▶ TASK DIRECTIONS: The entries that follow should be written out exactly.

● ● ●

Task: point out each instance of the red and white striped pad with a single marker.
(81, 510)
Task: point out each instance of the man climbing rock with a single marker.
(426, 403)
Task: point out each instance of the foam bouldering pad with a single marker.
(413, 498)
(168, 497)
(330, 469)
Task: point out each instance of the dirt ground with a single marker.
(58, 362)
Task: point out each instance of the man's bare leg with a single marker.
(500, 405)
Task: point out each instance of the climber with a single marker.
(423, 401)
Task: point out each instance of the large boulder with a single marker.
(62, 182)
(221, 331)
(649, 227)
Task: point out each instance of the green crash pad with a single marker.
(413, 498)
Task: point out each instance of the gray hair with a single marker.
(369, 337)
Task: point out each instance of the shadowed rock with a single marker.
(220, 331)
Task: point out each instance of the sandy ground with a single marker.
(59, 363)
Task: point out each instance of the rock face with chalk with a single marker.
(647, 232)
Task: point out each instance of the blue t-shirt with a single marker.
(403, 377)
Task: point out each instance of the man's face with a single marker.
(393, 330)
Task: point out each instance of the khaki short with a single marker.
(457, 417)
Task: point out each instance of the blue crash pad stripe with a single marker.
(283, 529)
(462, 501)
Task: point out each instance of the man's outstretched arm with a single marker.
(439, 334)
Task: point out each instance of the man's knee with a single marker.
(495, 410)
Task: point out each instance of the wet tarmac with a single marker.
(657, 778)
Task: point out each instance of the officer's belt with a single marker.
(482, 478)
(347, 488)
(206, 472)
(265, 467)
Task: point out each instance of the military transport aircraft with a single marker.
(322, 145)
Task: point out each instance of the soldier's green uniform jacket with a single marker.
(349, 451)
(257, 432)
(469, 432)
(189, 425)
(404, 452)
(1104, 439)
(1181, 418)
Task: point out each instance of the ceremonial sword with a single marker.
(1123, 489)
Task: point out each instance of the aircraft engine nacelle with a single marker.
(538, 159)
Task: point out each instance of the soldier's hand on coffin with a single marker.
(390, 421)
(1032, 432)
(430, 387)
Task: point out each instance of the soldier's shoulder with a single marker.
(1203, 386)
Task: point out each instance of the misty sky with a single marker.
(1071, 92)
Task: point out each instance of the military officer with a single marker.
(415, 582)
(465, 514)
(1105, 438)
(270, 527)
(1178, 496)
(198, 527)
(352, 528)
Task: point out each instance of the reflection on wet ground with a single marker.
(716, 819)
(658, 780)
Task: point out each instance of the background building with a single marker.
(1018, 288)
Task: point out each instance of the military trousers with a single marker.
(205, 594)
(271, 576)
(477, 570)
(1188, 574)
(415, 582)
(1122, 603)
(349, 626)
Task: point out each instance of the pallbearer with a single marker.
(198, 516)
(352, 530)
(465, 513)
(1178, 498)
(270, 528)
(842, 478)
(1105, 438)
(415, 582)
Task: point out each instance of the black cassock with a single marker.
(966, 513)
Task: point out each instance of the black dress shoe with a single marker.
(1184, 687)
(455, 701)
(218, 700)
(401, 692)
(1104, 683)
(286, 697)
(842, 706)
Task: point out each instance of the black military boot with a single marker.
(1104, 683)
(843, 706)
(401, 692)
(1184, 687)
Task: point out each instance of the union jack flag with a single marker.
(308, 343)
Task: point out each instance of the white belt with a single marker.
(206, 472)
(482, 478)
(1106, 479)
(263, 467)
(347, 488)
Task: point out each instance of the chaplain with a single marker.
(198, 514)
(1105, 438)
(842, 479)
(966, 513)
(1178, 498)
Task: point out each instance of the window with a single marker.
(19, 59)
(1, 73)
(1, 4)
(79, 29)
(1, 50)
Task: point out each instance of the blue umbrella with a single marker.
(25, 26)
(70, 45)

● ● ●

▶ EXERCISE RESPONSE:
Task: point out each instance of the red and white striped pad with a single marker.
(81, 510)
Task: point out each instance of the man climbing rock with a single marker.
(426, 403)
Task: point out each instance of the foam bouldering pad with a single marker.
(413, 498)
(168, 497)
(330, 469)
Task: point out each instance of the dirt ground with a single marker.
(58, 362)
Task: point out each instance of the man's bare leg with a single marker.
(500, 405)
Task: point out each instance of the climber with a single marker.
(423, 401)
Task: point out each instance of the large boulder with a single marker.
(62, 182)
(221, 331)
(649, 227)
Task: point out each instance of the green crash pad with a single marker.
(413, 498)
Task: point out each instance of the gray hair with a single marker.
(369, 337)
Task: point out each instance of the shadowed rock with a single marker.
(220, 331)
Task: point out each instance of the sandy ground with a single marker.
(59, 363)
Task: point out each instance of the rock face with chalk with a single marker.
(647, 232)
Task: point out each instance of the blue t-shirt with a single marker.
(403, 377)
Task: point out each instance of the man's face with a single marker.
(393, 330)
Task: point out each instance of the khaki short with a single marker.
(457, 417)
Task: point out each instance of the blue crash pad stripe with a single marker.
(283, 529)
(462, 501)
Task: point out each instance of the man's outstretched arm with a single marker.
(439, 334)
Task: point out each instance of the man's knee with a single marker.
(495, 410)
Task: point out each instance of the wet tarmac with a single marker.
(657, 778)
Task: point out each instance of the officer's belt with a single marker.
(482, 478)
(347, 488)
(206, 472)
(265, 467)
Task: point out each instance of the military transport aircraft with a single marker.
(322, 145)
Task: point out each instance of the soldier's green uniform jacket with a single marker.
(349, 451)
(257, 432)
(469, 432)
(189, 425)
(404, 452)
(1104, 439)
(1181, 418)
Task: point out each instance of the ceremonial sword with a single marker.
(1123, 489)
Task: point out each instance of the aircraft engine nacelle with a single marker.
(538, 159)
Task: point out each instance of the soldier's hand on coffin with a single marker.
(390, 421)
(1032, 432)
(430, 387)
Task: point out each instance of the soldier's shoulder with a single marker.
(1203, 386)
Task: point out each instance of the misty sky with a single marker.
(1071, 92)
Task: point out each instance of the military officer with a single marker.
(415, 582)
(465, 514)
(1105, 438)
(270, 527)
(1178, 496)
(198, 527)
(352, 528)
Task: point out each instance of the reflection on wet ground with a single marker.
(716, 819)
(658, 780)
Task: point out each instance of the background building with a single marker.
(1018, 288)
Task: point out each instance of the military trousers with a single marker.
(205, 594)
(271, 576)
(477, 570)
(1188, 574)
(415, 582)
(1122, 603)
(349, 626)
Task: point out each instance of the pallbearer with a single marker.
(198, 516)
(352, 530)
(465, 513)
(1178, 498)
(270, 528)
(842, 478)
(1105, 438)
(415, 582)
Task: point out each instance of the black cassock with a single marker.
(966, 513)
Task: point out each instance of the black dress shoe with a single marker.
(1184, 687)
(455, 701)
(218, 700)
(401, 692)
(1104, 683)
(286, 697)
(842, 706)
Task: point out each instance of the black military boot with a single marker.
(1104, 683)
(843, 706)
(401, 692)
(1184, 687)
Task: point out each instance of the union jack flag with a single marker.
(308, 343)
Task: point out each instance of the white belt with a single marker.
(206, 472)
(482, 478)
(1106, 479)
(263, 467)
(347, 488)
Task: point out each instance of the chaplain with a single marker.
(198, 514)
(1105, 438)
(842, 479)
(966, 513)
(1178, 498)
Task: point out each instance of the window with a single marker.
(19, 59)
(1, 73)
(1, 4)
(79, 29)
(1, 50)
Task: point out each instance of the blue umbrella with a single marker.
(25, 26)
(70, 45)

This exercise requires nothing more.